*Listed entries*.

"""

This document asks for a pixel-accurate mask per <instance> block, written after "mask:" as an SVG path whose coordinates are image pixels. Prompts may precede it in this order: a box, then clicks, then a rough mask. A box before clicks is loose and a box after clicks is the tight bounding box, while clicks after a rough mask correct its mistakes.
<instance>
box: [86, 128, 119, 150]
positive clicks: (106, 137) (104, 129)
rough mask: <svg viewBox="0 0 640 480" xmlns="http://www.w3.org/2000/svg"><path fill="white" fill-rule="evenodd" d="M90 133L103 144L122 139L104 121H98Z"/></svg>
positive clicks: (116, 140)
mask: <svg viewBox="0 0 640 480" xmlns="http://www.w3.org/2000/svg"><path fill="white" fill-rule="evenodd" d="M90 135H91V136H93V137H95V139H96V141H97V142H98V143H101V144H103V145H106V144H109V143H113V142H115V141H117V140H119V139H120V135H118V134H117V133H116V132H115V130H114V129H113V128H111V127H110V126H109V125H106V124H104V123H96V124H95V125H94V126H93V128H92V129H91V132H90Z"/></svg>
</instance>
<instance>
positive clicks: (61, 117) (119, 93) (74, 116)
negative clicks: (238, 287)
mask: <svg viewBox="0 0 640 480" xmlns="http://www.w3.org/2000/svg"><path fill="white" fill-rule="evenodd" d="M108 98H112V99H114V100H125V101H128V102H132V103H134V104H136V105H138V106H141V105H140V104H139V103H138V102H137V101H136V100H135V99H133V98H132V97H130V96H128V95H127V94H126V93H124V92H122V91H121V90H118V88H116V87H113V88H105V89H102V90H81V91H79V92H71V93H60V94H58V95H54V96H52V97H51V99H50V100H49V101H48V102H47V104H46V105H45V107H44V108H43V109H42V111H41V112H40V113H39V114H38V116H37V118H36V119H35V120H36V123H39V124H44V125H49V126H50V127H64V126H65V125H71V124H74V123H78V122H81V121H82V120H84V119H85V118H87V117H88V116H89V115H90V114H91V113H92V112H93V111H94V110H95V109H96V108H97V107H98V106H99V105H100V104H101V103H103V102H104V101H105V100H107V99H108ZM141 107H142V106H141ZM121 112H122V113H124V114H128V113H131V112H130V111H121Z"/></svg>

"""

Search the material for the string "rough" and return each line that has it.

This document asks for a pixel-accurate mask per <instance> block, written after "mask:" as an SVG path whose coordinates are image pixels. Prompts may precede it in this order: a box, then clicks, then a rough mask. A box before clicks is loose and a box after clicks is the tight bounding box, while clicks after a rough mask correct its mistakes.
rough mask: <svg viewBox="0 0 640 480" xmlns="http://www.w3.org/2000/svg"><path fill="white" fill-rule="evenodd" d="M90 133L103 144L122 139L104 121H98Z"/></svg>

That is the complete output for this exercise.